REQUIRED WORK: The answer must be an exact copy of the records, with no pictures in it.

Stored items from a collection:
=======

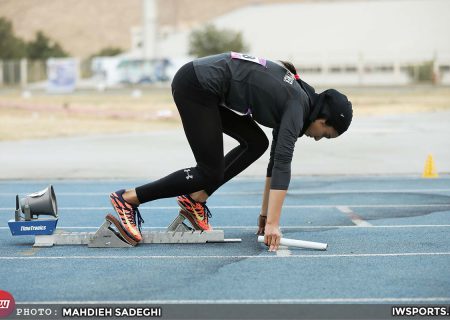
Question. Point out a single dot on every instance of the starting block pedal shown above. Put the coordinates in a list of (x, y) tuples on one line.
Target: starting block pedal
[(111, 235)]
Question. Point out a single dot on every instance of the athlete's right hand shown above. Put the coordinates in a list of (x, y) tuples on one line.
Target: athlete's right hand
[(261, 225)]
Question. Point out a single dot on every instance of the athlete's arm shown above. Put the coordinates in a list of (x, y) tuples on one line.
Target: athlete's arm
[(272, 234), (264, 208)]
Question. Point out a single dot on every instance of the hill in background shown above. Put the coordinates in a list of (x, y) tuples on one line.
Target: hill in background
[(83, 27)]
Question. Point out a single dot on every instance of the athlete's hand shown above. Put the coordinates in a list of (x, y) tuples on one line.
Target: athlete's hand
[(272, 236), (261, 225)]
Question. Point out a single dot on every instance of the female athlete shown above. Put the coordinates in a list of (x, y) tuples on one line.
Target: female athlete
[(232, 93)]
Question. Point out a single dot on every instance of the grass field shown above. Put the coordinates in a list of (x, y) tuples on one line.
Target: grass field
[(40, 115)]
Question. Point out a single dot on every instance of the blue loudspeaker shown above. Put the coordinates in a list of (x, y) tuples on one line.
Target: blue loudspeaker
[(28, 211)]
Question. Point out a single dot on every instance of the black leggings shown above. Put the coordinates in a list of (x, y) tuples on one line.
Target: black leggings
[(204, 121)]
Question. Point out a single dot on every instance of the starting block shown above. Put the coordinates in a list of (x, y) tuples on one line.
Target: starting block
[(111, 235)]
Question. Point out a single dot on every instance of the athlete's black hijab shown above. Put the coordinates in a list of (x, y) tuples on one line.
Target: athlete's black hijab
[(331, 105)]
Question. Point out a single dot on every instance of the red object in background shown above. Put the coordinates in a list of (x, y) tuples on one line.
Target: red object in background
[(7, 304)]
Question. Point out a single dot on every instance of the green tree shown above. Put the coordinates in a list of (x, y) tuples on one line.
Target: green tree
[(211, 40), (11, 47), (107, 52), (42, 47)]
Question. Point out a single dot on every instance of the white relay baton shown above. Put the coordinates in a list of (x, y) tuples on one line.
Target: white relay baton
[(299, 243)]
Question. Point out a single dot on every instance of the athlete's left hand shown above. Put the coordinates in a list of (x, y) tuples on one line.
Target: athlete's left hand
[(272, 236)]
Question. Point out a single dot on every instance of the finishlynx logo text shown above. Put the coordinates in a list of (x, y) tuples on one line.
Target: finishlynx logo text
[(4, 304)]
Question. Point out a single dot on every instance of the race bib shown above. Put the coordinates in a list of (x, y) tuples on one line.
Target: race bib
[(242, 56)]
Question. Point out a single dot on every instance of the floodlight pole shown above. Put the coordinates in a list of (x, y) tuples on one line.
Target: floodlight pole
[(149, 29)]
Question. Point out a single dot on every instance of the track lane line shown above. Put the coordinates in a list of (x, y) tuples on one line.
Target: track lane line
[(274, 256)]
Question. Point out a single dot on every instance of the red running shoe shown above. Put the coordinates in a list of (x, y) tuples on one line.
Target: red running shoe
[(127, 214), (197, 213)]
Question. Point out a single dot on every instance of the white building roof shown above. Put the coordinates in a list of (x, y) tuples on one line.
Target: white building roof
[(385, 30)]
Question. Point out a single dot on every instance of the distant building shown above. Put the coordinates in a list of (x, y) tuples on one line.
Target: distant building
[(350, 43)]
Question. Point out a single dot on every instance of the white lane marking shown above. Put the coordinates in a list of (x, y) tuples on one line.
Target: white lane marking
[(247, 193), (249, 301), (356, 219), (302, 256), (258, 207), (284, 227)]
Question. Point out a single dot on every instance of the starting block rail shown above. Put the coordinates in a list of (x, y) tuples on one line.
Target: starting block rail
[(108, 236)]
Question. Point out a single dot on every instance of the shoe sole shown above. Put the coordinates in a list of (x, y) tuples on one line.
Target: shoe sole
[(119, 228), (120, 221)]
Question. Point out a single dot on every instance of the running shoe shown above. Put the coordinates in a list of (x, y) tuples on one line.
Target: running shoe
[(196, 212), (128, 215)]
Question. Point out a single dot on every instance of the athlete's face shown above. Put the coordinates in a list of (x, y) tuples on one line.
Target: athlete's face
[(319, 129)]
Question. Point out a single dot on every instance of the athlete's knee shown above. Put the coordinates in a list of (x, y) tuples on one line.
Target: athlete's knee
[(213, 175), (258, 145)]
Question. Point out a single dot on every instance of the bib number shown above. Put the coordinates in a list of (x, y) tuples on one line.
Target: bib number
[(242, 56)]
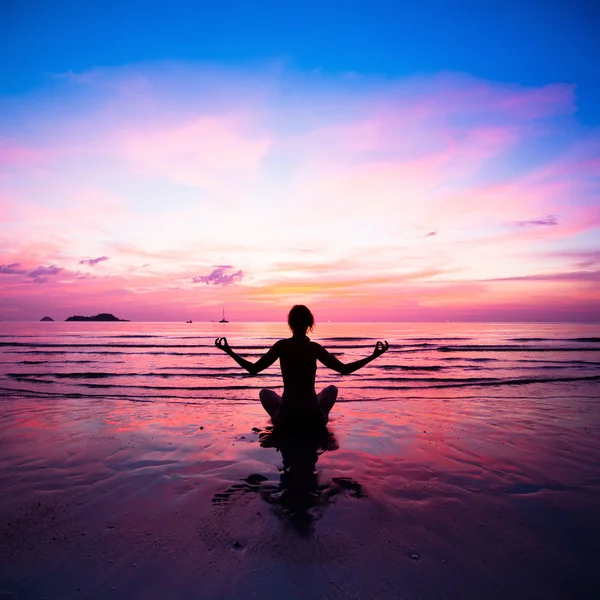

=======

REPLY:
Question. Point out a single dot on every instance of the starting block pedal shown above. Put the coordinates in a list of (x, y) tuples on one line.
Target: starting block pedal
[(111, 235)]
Question. Point out a single dot on every instance of the athlete's right hand shown above. Put the coordinates in a list of (x, y) tuples on one line.
Target: athlete's right hand
[(261, 225)]
Question. Point out a single dot on every instance of the athlete's arm shown above. Put the coordinates in a list of (x, y) tuples on one line.
Target: athlete's arm
[(272, 234), (264, 208)]
Question. Point out a single dot on every instance of the hill in background shown above. Put the coordinates in a list of (x, y) tuples on one line.
Target: hill in background
[(83, 27)]
Question. Point out a single dot on every instance of the athlete's hand shown above. Put the coordinates in a list of (x, y) tuples on one line.
Target: athlete's hand
[(272, 236), (261, 225)]
Question. Point out a single dot on every instance of the female athlete shown above. Put the coordinates in a list of (x, y) tuples on one line.
Target: female athlete
[(232, 93)]
Question. Point out a single dot on every instance of the grass field shown above. Put the coordinates in a list of (x, y) tuples on one line.
Target: grass field
[(40, 115)]
Question. Point out a single dot on every instance of the blue loudspeaker shown above. Put the coordinates in a list of (x, y) tuples on one line.
Target: blue loudspeaker
[(28, 211)]
Question. Point out a single dot on every instance of the black leggings shown above. Put the coordinates in a list of (x, y) tuples on one line.
Target: black leggings
[(204, 121)]
Question. Point out a single dot on every instance of the starting block shown above. Put the coordinates in a list of (x, y) tuples on one line.
Target: starting block
[(111, 235)]
Question. Point out a single dot on every instance of the athlete's black hijab shown above. Put the coordinates in a list of (x, y) tuples on one line.
Target: athlete's black hijab
[(331, 105)]
Question. Point out a single dot on every instance of the red object in background shown above. Put the coordinates in a list of (x, y) tuples on one line.
Target: red object in background
[(7, 304)]
Question. Point out a single dot on every instance of the green tree shown above. Put the coordinates in a list of (x, y) tuples on one line.
Target: green tree
[(211, 40), (11, 47), (107, 52), (42, 47)]
Question. Point out a single dot on every instance of the white relay baton shown above. Put the coordinates in a list of (x, y) tuples on one line.
Target: white relay baton
[(299, 243)]
Question. Point out a single dot on every instance of the athlete's left hand shown above. Put the coordinates in a list of (x, y) tuples on one line.
Target: athlete's left hand
[(272, 236)]
Question. Point out a single dot on every instance of the finishlynx logo text shown above. Put the coordinates in a list of (x, y) tuples on one line.
Target: finishlynx logo text
[(4, 304)]
Question. Point out a single dot on every instance of the race bib shown above. Put the coordinates in a list of (x, y) tuples on one line.
Target: race bib
[(242, 56)]
Question. Point out a single dot on every instance of the floodlight pole shown above. Put the coordinates in a list of (x, y) tuples on one line.
Target: floodlight pole
[(149, 29)]
Question. Point out a single dot on every instance of the track lane line shown above. Put the coordinates in a list of (x, y) tuples on one line.
Target: track lane line
[(274, 256)]
Question. Point out a single dot on every instance of the red running shoe shown above. Put the coordinates in a list of (x, y) tuples on one line.
Target: red running shoe
[(127, 214), (197, 213)]
Question. Point out a single dot on every instance of the white building roof shown above. Put the coordinates in a list of (x, y) tuples on one line.
Target: white building roof
[(385, 30)]
Question. Point out a single dot on every instance of the distant building shown above. Put the coordinates in a list of (x, y) tuples on one line.
Target: distant building
[(350, 43)]
Question. Point out a single dot on every instance of the white lane marking shown above. Put the coordinates in a list of (x, y) tuples on one line.
Target: white lane marking
[(247, 193), (249, 301), (356, 219), (302, 256), (258, 207), (284, 227)]
Question. Point out a single dot on every instance of the starting block rail shown above. Put the coordinates in a list of (x, y) tuples on one line.
Target: starting block rail
[(108, 236)]
Question. Point out a single dot on every instance of the shoe sole shown above. Put the coordinates in a list of (x, y) tuples on one line.
Target: shoe sole
[(119, 228), (120, 221)]
Question. Point out a single dot on every instance of the running shoe shown above. Put the coordinates in a list of (x, y) tuples on one line.
Target: running shoe
[(196, 212), (128, 215)]
Question. Point out a single dot on every instance of the athlete's face shown above. Put the coordinates in a list of (x, y) tuples on one line.
Target: athlete's face
[(319, 129)]
Question. Point out a single dot on every instance of the athlete's knee shown above. Put the coordinates in a list of (x, y) tuples on one line.
Target: athlete's knee
[(213, 175), (258, 145)]
Question. Point out a single dot on every instance of the bib number shown above. Put the coordinates in a list of (x, y) tuples on one line.
Target: bib number
[(242, 56)]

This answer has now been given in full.